>> start Task inputs

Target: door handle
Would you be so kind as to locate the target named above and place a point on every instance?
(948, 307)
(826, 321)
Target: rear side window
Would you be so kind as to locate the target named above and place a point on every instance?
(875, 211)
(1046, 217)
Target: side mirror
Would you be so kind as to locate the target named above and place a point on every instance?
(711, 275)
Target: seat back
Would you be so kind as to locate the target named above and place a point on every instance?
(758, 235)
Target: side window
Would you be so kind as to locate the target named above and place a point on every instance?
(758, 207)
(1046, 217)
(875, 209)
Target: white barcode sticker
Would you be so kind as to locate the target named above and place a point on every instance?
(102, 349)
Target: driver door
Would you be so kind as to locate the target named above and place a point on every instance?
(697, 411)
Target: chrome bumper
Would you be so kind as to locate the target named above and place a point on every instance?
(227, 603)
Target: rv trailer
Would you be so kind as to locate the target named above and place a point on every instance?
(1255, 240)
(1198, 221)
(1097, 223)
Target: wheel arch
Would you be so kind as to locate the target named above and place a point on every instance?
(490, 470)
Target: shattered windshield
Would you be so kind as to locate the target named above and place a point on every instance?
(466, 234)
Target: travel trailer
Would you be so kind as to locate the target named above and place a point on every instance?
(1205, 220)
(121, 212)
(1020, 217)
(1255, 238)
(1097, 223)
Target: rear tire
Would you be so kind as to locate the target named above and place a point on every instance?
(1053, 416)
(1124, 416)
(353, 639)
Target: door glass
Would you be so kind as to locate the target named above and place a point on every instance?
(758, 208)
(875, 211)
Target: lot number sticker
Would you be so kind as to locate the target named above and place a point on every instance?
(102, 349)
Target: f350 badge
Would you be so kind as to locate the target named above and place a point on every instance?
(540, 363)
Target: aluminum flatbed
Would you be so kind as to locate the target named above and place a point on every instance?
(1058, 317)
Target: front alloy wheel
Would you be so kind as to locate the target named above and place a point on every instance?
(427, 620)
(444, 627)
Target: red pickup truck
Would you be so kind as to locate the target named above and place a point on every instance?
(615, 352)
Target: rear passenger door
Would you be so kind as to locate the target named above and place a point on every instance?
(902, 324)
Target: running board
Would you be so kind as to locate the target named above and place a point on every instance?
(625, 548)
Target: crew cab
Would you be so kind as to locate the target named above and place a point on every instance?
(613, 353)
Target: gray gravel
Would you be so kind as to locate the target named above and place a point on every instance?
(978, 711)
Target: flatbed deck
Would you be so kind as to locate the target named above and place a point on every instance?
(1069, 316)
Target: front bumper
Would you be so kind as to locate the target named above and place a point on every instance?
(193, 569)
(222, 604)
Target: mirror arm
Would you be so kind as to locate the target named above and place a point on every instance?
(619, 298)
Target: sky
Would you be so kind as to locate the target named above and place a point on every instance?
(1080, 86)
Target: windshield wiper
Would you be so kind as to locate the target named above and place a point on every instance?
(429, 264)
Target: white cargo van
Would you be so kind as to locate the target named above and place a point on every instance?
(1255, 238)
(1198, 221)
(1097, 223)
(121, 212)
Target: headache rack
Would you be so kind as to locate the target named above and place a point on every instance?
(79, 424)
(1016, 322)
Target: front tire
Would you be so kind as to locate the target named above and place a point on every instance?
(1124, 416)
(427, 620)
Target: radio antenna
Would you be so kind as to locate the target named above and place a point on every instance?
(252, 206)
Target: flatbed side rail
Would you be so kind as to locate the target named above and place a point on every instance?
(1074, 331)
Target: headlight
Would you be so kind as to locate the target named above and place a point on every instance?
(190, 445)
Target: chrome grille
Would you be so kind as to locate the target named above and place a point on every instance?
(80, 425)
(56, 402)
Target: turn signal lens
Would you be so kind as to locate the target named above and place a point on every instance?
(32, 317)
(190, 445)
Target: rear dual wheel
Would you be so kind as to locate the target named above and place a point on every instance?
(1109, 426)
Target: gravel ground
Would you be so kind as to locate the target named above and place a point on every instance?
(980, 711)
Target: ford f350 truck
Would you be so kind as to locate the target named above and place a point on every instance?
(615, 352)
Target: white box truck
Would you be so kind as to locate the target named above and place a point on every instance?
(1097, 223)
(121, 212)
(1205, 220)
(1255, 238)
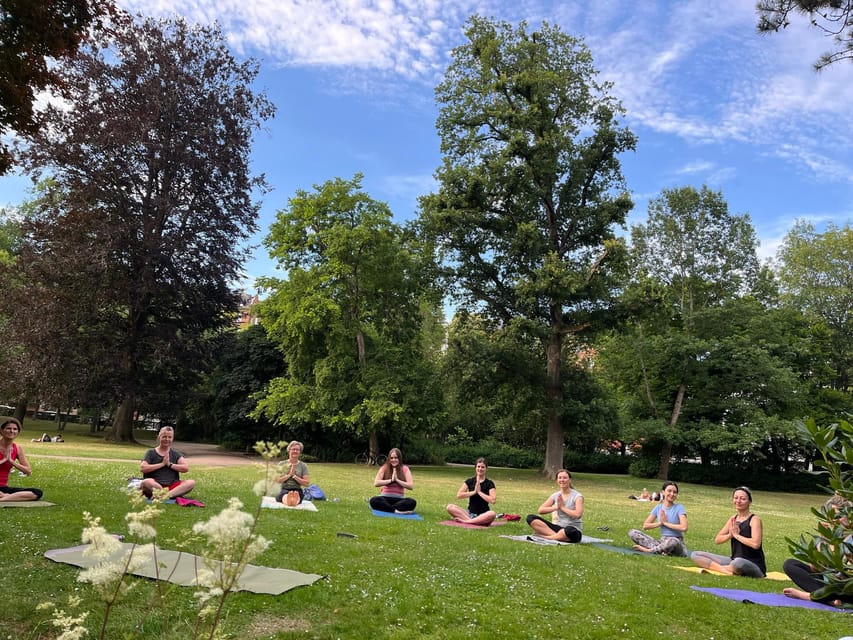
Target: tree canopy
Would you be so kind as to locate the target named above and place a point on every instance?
(530, 190)
(32, 33)
(347, 317)
(833, 17)
(140, 232)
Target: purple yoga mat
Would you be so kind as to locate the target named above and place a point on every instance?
(769, 599)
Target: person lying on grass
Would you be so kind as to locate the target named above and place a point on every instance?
(805, 575)
(744, 531)
(161, 468)
(671, 518)
(567, 504)
(393, 479)
(12, 457)
(481, 494)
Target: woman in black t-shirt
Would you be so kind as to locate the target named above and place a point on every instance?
(481, 494)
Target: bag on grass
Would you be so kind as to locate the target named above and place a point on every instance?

>> end Task inputs

What the task requires >> Turn all of the records above into a Markdown table with the columns Row and Line, giving each line of the records its own numbered row. Leave out blank lines and the pictures.

Correct output >>
| Row | Line |
|---|---|
| 1 | Target: door handle |
| 2 | Would you be so kind as to locate the target named above and place a point on every instance? |
| 3 | (948, 307) |
| 4 | (826, 321) |
| 5 | Target: rear side window |
| 6 | Would you be so kind as to locate the target named above and place a point on every instance? |
| 7 | (875, 211) |
| 8 | (1046, 217) |
| 9 | Target: side mirror |
| 10 | Would you be so kind as to locate the target named above and place a point on every instance? |
| 11 | (711, 275) |
| 12 | Target: seat back |
| 13 | Would you be so kind as to locate the target named above and place a point on every instance? |
| 14 | (758, 235) |
| 15 | Target: side window |
| 16 | Would you be so kind as to locate the target named above and place a point on every instance? |
| 17 | (758, 207) |
| 18 | (1046, 217) |
| 19 | (875, 209) |
| 20 | Target: white barcode sticker |
| 21 | Would you be so kind as to locate the target named above and place a point on every instance? |
| 22 | (102, 349) |
| 23 | Target: driver door |
| 24 | Would you be so kind as to locate the target named above and place a point on every instance? |
| 25 | (697, 411) |
| 26 | Target: chrome bumper |
| 27 | Would you be so kind as to locate the target named above and place a point on every instance? |
| 28 | (227, 603) |
| 29 | Target: rv trailer |
| 30 | Would you be so kind as to locate the target named above and place a point on every instance? |
| 31 | (1255, 240) |
| 32 | (1198, 221) |
| 33 | (1097, 223) |
| 34 | Target: wheel arch |
| 35 | Would you be so kind as to locate the target named above and place a point on every instance? |
| 36 | (490, 470) |
| 37 | Target: shattered windshield |
| 38 | Would you be so kind as to locate the target named above and place a point on every instance? |
| 39 | (466, 234) |
| 40 | Target: travel trailer |
| 41 | Would you be so kind as to locate the target named above and place a point on every instance? |
| 42 | (1205, 220) |
| 43 | (121, 212) |
| 44 | (1020, 217) |
| 45 | (1255, 238) |
| 46 | (1097, 223) |
| 47 | Target: rear tire |
| 48 | Would you be so kind as to locate the target named above and place a point on every instance? |
| 49 | (1053, 416) |
| 50 | (1124, 416) |
| 51 | (353, 639) |
| 52 | Target: door glass |
| 53 | Would you be so kind as to locate the target named above and place a point on every instance? |
| 54 | (758, 208) |
| 55 | (875, 211) |
| 56 | Target: lot number sticker |
| 57 | Would you be so kind as to locate the target named above and place a point on every instance? |
| 58 | (102, 349) |
| 59 | Target: f350 badge |
| 60 | Would you be so kind as to locate the target named above and place a point on every instance? |
| 61 | (540, 363) |
| 62 | Target: aluminum flatbed |
| 63 | Would you be so kind as to locate the target named above and place a point on every instance? |
| 64 | (1058, 317) |
| 65 | Target: front alloy wheel |
| 66 | Would you be so kind as to locate the target named above and place a point on every instance? |
| 67 | (427, 620) |
| 68 | (444, 627) |
| 69 | Target: red pickup truck |
| 70 | Would you be so kind as to locate the target named above and place a point on every instance? |
| 71 | (615, 352) |
| 72 | Target: rear passenger door |
| 73 | Would you be so kind as to locate the target named above and place a point on every instance? |
| 74 | (902, 324) |
| 75 | Target: running board |
| 76 | Would you be so kind as to locate the target named above and place a point on every instance? |
| 77 | (625, 548) |
| 78 | Target: crew cab |
| 79 | Would you be so kind as to locate the target named above and place a point on every instance? |
| 80 | (613, 353) |
| 81 | Target: gray gravel |
| 82 | Would you be so kind as to locate the target named above and place a point on every instance? |
| 83 | (978, 711) |
| 84 | Target: flatbed deck |
| 85 | Would you be so kind as to locate the target named above and place a point on every instance? |
| 86 | (1069, 316) |
| 87 | Target: front bumper |
| 88 | Would you be so kind as to locate the target named above and place a point on every instance? |
| 89 | (193, 569) |
| 90 | (222, 604) |
| 91 | Target: mirror arm |
| 92 | Would you be so kind as to locate the target named above and place a point on every instance? |
| 93 | (619, 298) |
| 94 | Target: sky |
| 95 | Would you be so kind as to locate the target named above and place a point on every instance? |
| 96 | (1080, 86) |
| 97 | Target: windshield wiper |
| 98 | Would you be so kind as to locate the target named above and place a point on every instance? |
| 99 | (429, 264) |
| 100 | Target: white cargo van |
| 101 | Would you be so kind as to locate the target named above and place a point on every instance? |
| 102 | (1255, 238) |
| 103 | (1198, 221) |
| 104 | (1097, 223) |
| 105 | (121, 212) |
| 106 | Target: headache rack |
| 107 | Would you be so kind as to locate the target named above and place a point on every instance? |
| 108 | (79, 424) |
| 109 | (1016, 322) |
| 110 | Target: front tire |
| 111 | Would you be so kind as to locate the target named above and place a point on every instance? |
| 112 | (1124, 416) |
| 113 | (427, 620) |
| 114 | Target: radio antenna |
| 115 | Would you be so kind as to locate the target named above and place a point on every instance? |
| 116 | (252, 206) |
| 117 | Target: flatbed side rail |
| 118 | Would you be so kind as to locate the target named above and place a point on every instance? |
| 119 | (1074, 331) |
| 120 | Target: headlight |
| 121 | Would you be so kind as to locate the target named above and place a point on every instance? |
| 122 | (190, 445) |
| 123 | Target: chrome grille |
| 124 | Would you be so kind as to locate the target named above and place a point on every instance? |
| 125 | (80, 425) |
| 126 | (56, 402) |
| 127 | Target: turn signal lens |
| 128 | Would you be so kind as to locate the target named above and place a point on every instance? |
| 129 | (32, 317) |
| 130 | (190, 445) |
| 131 | Target: rear dual wheel |
| 132 | Would you be so kind as to locate the target named above and place a point on every instance? |
| 133 | (1109, 426) |
| 134 | Target: gravel ground |
| 135 | Would you be so kind as to locate the target named above and place a point on every instance? |
| 136 | (980, 711) |
| 137 | Target: ford f350 truck |
| 138 | Would you be so kind as to locate the target named above and place a point on every instance? |
| 139 | (615, 352) |
| 140 | Target: white box truck |
| 141 | Would you be so kind as to locate the target named above and place a point on every instance? |
| 142 | (1097, 223) |
| 143 | (121, 212) |
| 144 | (1205, 220) |
| 145 | (1255, 238) |
| 146 | Target: tree canopy |
| 147 | Would you be so kind as to locate the target named above and place a point on every instance? |
| 148 | (530, 190) |
| 149 | (32, 33) |
| 150 | (347, 317) |
| 151 | (833, 17) |
| 152 | (140, 232) |
| 153 | Target: purple yoga mat |
| 154 | Would you be so kind as to locate the target named above and place a point on every instance? |
| 155 | (769, 599) |
| 156 | Target: person lying on grass |
| 157 | Would you be so kind as to locate the target named above and place a point on every instance? |
| 158 | (805, 575) |
| 159 | (744, 531) |
| 160 | (161, 468) |
| 161 | (671, 518) |
| 162 | (567, 504) |
| 163 | (393, 479) |
| 164 | (12, 457) |
| 165 | (481, 494) |
| 166 | Target: woman in black t-shirt |
| 167 | Would you be so kind as to locate the target named above and place a point on every instance? |
| 168 | (481, 494) |
| 169 | Target: bag on grass |
| 170 | Would you be so kind as to locate the target named above and place a point on every instance? |